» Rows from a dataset

****************

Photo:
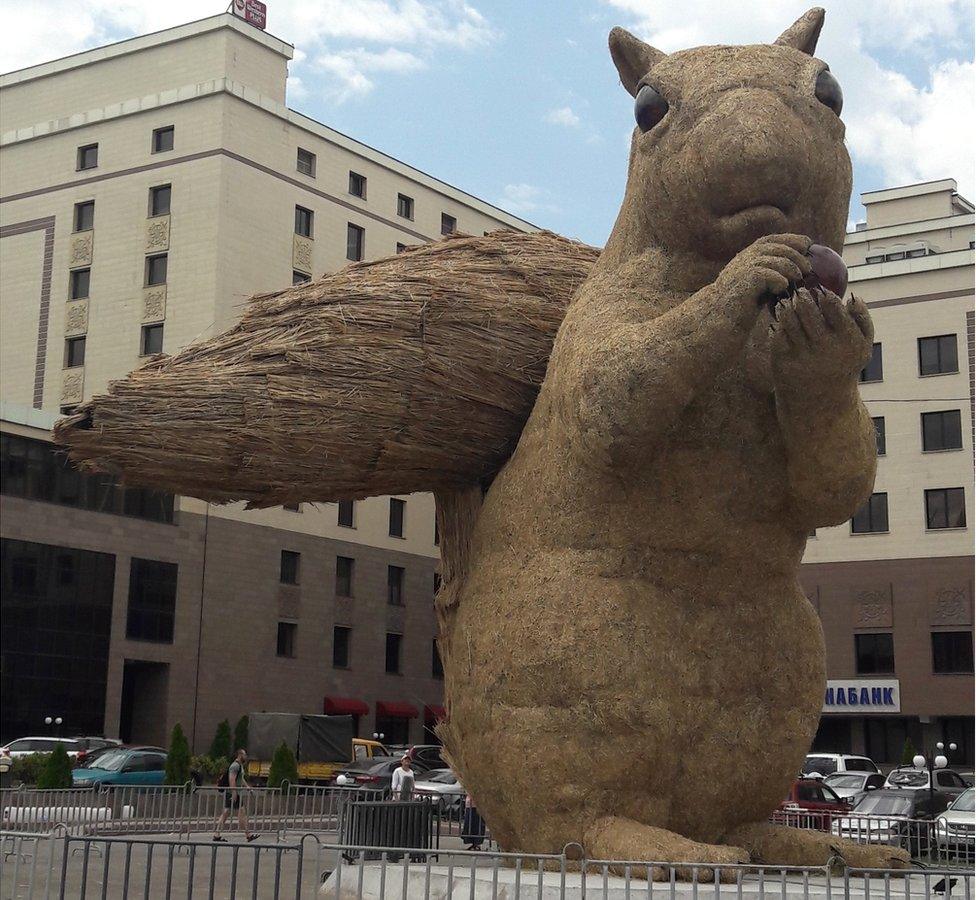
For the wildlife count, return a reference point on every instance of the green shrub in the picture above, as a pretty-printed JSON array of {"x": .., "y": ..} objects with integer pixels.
[
  {"x": 178, "y": 758},
  {"x": 220, "y": 747},
  {"x": 283, "y": 767},
  {"x": 57, "y": 770}
]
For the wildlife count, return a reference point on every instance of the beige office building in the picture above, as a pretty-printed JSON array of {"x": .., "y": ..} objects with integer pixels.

****************

» Your instructions
Rewrite the entire listing above with its requests but without the pictures, adding 104 to each x and y pixel coordinate in the answers.

» Exercise answer
Photo:
For the wildlife count, return a reference point on every instance of the green shrub in the picture above, as a pretty-printed JSON array of {"x": .., "y": ..} objects with integer pixels.
[
  {"x": 282, "y": 862},
  {"x": 324, "y": 851},
  {"x": 387, "y": 871},
  {"x": 161, "y": 874}
]
For the wildlife count, return a reference point on every instance of the beige office building in the picture above, as a pretty-printed JSON array of {"x": .., "y": ..} objects with integer pixels.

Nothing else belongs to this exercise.